I think the argument can be made that he didn't win it all until he abandoned the Hector identity. Not entirely, but just enough.

That's bullsh#t. I'm getting real tired of this revisionist history that wants to claim that Osborne went a little dirty to make it over the hump. And primarily because of the Lawrence Phillips thing. Read some of Tom's book on the subject and find out why he really gave LP too many chances. Spoiler alert- it wasn't to win a natty, it was to do all he could (yes, probably too much in hindsight) to help a young man who just couldn't be helped.

It was by no means Phillips alone. Terrell Farley was a serial drunk driver who couldn't stop f'ing up. Christian Peter was arrested 8 times at UNL, including 4 assaults on women. Jason Peter became addicted to crack, heroin and hookers. There were others. It was noted at the time that some of the faster, better players Osborne was recruiting, particularly on defense, were coming from rougher neighborhoods, and didn't even pretend to want an education from the University of Nebraska.

Records from a dataset:
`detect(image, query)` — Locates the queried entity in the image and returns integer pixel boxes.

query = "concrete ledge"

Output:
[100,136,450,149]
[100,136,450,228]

**The problem**: Type out the passage of the comments on Osborne above from "I think the" to "couldn't be helped.", word for word.

**Output for this exercise**:
I think the argument can be made that he didn't win it all until he abandoned the Hector identity. Not entirely, but just enough.

That's bullsh#t. I'm getting real tired of this revisionist history that wants to claim that Osborne went a little dirty to make it over the hump. And primarily because of the Lawrence Phillips thing. Read some of Tom's book on the subject and find out why he really gave LP too many chances. Spoiler alert- it wasn't to win a natty, it was to do all he could (yes, probably too much in hindsight) to help a young man who just couldn't be helped.